:: PAGE TEXT ::
********

Moon Duo, ‘Circles’ – Album Review
Don't get it twisted: Ralph Waldo Emerson was one of America's greatest rock stars. Emerson's finest moment -- his 1837 speech to the Phi Beta Kappa society -- was also his most defiantly rock 'n' roll. Here, the brazen and brainy Emerson called for a collective American intellect -- "The American Scholar" as we know it now -- to replace the staid British standard. It was the 19th century equivalent of Bob Dylan's electric Royal Albert Hall concert encore.
(You know: "Judas!" "Play it f-----' loud!")
Now, Emerson has his fingerprints all over 'Circles,' the latest from Sacred Bones Records fuzz philosophers Moon Duo. The album title refers to the Emerson essay of the same name, in which he expounds on his transcendental view of the world as a series of overlapping, inter-revolving circles. (These include the eye, the horizon, the celestial spheres and so forth, and at some point, the whole thing collapses back in upon itself, if I remember correctly.) Obviously, the album has a primo intellectual pedigree, but does it rock?
Yeah, it rocks. It rocks, swaggers and rattles your white meat with lumbering fuzz and a proto-punk skeleton of thumping ribal drums. This kind of spacey primitivism is a simple noise that's hard to capture and even harder to do well. After all, a lot of bands try to bridge the void between Sun Ra and Silver Apples (or maybe Amon Duul and whatever drag band is cool this month -- you can really go crazy with this one) and fail spectacularly.
But with this album -- as with their previous one, 'Mazes' -- the San Francisco two-piece conjures a confident, fifth-dimension hedonism that gets sucked in through the third eye, rearranged in the libido, rewired through a Big Muff pedal and blown back into the universal, vibrational Tesla coil, uh, thingy.
The opening track, 'Sleepwalker,' is a clinic on how to pull off proper psychedelic space garage rock, with its motorik drum intro leading the way into some pretty radical tambourine abuse and Ray Manzarek-stamped organ skronk before singer Ripley Johnson (of Wooden Shijps) begins to intone into an echoey sonic ether and the duo repeats it all over again.
That's pretty much the formula for the entire album. Although they do get downright beachy on songs like the title track and 'Trails,' Moon Duo take a hardline cue from the Byrds, or the Byrds that would have existed had they been around for DMT and digital wave distortion.
It doesn't take a genius to make an album like this -- just a nice cache of pedals and a cool taste in records -- which is exactly why I can't recommend it enough. If you're looking for music that puts on airs, go listen to that Grizzly Bear album again.

********

:: RECORD SET ::
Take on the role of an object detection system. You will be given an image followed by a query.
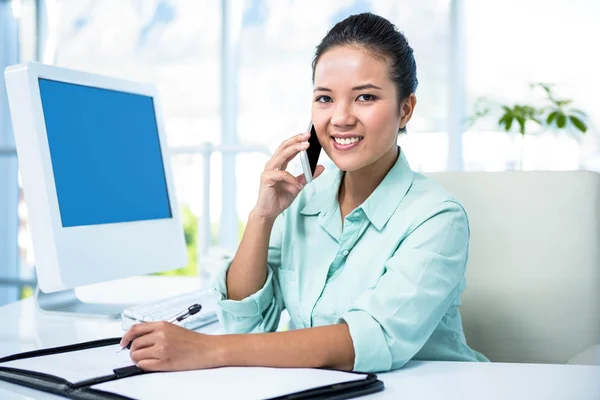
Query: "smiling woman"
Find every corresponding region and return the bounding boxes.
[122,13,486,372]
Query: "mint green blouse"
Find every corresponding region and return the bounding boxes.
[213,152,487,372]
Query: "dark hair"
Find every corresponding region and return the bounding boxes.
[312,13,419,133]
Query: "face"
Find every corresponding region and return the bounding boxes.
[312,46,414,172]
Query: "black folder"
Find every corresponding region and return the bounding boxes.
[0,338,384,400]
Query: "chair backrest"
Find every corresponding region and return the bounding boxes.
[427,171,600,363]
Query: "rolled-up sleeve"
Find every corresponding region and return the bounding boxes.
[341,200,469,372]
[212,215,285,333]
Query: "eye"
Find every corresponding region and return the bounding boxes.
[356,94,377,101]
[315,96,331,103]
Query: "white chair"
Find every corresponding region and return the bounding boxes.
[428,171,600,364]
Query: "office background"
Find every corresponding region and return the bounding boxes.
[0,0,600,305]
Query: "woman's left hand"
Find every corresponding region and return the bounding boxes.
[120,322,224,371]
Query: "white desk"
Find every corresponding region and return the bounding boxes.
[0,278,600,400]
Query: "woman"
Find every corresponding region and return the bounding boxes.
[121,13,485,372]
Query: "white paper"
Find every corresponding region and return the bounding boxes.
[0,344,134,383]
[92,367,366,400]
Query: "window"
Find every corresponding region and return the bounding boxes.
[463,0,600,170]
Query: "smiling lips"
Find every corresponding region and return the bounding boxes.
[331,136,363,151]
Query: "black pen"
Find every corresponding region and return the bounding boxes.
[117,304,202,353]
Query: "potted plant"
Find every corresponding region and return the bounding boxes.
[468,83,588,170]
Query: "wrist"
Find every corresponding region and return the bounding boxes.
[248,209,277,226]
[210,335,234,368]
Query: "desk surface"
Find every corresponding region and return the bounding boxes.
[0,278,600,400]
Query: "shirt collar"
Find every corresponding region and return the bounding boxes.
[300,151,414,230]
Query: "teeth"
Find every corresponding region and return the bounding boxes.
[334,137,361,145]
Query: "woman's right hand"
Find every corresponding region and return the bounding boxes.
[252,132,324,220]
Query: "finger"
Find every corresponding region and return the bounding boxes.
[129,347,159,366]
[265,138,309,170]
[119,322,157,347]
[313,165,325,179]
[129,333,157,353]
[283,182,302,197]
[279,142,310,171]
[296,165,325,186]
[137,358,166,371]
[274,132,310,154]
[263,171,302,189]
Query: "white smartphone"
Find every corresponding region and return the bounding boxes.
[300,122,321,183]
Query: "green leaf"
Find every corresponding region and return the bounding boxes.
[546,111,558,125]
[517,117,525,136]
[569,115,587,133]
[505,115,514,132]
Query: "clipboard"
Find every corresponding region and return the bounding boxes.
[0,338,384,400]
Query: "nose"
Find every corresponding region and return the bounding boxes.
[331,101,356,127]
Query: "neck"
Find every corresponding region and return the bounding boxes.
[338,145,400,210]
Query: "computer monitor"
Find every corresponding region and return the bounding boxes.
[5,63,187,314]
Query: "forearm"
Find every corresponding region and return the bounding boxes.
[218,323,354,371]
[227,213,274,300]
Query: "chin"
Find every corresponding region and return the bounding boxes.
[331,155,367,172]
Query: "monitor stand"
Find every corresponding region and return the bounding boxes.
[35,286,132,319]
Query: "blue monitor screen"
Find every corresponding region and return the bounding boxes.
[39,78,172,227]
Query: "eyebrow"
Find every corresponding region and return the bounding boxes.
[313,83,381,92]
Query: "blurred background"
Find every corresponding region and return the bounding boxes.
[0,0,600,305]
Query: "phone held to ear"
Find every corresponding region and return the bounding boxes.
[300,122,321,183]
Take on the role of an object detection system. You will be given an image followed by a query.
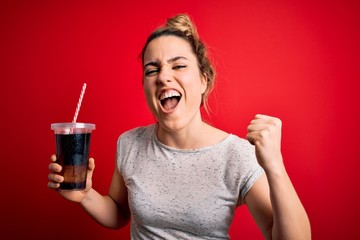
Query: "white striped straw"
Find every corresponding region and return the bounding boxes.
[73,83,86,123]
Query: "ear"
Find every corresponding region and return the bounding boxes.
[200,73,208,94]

********

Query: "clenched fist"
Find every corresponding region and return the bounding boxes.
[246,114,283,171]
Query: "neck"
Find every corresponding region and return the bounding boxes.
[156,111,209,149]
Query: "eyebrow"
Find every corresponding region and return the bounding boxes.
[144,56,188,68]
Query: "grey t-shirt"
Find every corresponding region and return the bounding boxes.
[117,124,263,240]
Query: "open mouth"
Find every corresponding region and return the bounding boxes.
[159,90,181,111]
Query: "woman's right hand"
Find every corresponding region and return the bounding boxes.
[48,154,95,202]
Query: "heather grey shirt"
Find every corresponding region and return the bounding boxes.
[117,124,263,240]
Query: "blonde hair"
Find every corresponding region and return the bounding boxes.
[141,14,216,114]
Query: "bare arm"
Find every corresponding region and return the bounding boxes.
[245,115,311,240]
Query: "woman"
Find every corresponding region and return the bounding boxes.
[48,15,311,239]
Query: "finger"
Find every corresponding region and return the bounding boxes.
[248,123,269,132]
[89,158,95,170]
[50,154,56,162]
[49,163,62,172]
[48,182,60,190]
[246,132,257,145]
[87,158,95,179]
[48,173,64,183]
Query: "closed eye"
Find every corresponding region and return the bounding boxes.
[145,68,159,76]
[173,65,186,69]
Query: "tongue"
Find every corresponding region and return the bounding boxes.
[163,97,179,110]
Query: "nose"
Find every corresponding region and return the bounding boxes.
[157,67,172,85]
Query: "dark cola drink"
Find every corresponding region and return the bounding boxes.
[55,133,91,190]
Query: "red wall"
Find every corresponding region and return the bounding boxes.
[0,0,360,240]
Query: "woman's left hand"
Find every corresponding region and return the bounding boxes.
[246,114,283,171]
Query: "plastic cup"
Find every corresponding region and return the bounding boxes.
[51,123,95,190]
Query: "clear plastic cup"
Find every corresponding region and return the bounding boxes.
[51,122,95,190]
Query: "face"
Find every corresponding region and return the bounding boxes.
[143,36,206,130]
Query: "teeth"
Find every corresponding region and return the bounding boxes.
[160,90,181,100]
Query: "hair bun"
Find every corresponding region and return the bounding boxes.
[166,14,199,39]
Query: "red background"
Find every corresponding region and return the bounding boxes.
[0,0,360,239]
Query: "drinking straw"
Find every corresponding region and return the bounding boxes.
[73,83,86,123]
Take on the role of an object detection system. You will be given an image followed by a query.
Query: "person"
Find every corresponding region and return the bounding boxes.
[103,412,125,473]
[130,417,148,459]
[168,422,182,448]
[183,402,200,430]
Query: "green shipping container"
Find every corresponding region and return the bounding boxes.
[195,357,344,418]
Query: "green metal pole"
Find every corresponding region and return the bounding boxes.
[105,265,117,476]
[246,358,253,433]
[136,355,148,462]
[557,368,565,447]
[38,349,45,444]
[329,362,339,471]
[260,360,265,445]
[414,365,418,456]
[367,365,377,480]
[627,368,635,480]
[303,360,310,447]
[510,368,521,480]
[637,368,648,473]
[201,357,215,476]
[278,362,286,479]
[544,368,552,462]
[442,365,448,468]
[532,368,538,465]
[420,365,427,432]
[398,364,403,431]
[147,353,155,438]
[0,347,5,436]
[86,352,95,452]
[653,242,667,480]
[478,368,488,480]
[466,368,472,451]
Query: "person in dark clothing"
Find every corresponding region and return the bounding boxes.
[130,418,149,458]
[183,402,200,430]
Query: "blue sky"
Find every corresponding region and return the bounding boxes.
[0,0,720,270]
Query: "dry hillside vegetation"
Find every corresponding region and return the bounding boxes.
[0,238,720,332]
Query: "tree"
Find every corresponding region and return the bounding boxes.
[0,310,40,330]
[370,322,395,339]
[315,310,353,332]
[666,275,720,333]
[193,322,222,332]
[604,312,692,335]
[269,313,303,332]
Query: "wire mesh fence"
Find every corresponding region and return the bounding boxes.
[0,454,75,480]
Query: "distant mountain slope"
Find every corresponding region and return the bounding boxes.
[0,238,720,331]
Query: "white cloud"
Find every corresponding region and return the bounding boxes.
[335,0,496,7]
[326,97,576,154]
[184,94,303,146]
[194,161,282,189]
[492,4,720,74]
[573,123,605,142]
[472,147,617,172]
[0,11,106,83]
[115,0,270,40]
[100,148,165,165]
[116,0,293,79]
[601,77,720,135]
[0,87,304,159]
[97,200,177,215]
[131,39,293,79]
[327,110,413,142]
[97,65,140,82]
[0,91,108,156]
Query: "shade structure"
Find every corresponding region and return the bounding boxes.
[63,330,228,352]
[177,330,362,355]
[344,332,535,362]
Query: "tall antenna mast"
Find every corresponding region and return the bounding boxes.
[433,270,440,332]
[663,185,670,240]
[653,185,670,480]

********

:: AIM OF THE EXERCISE ::
According to the album review, what was Moon Duo's previous album called?

:: SOLUTION TO THIS EXERCISE ::
'Mazes'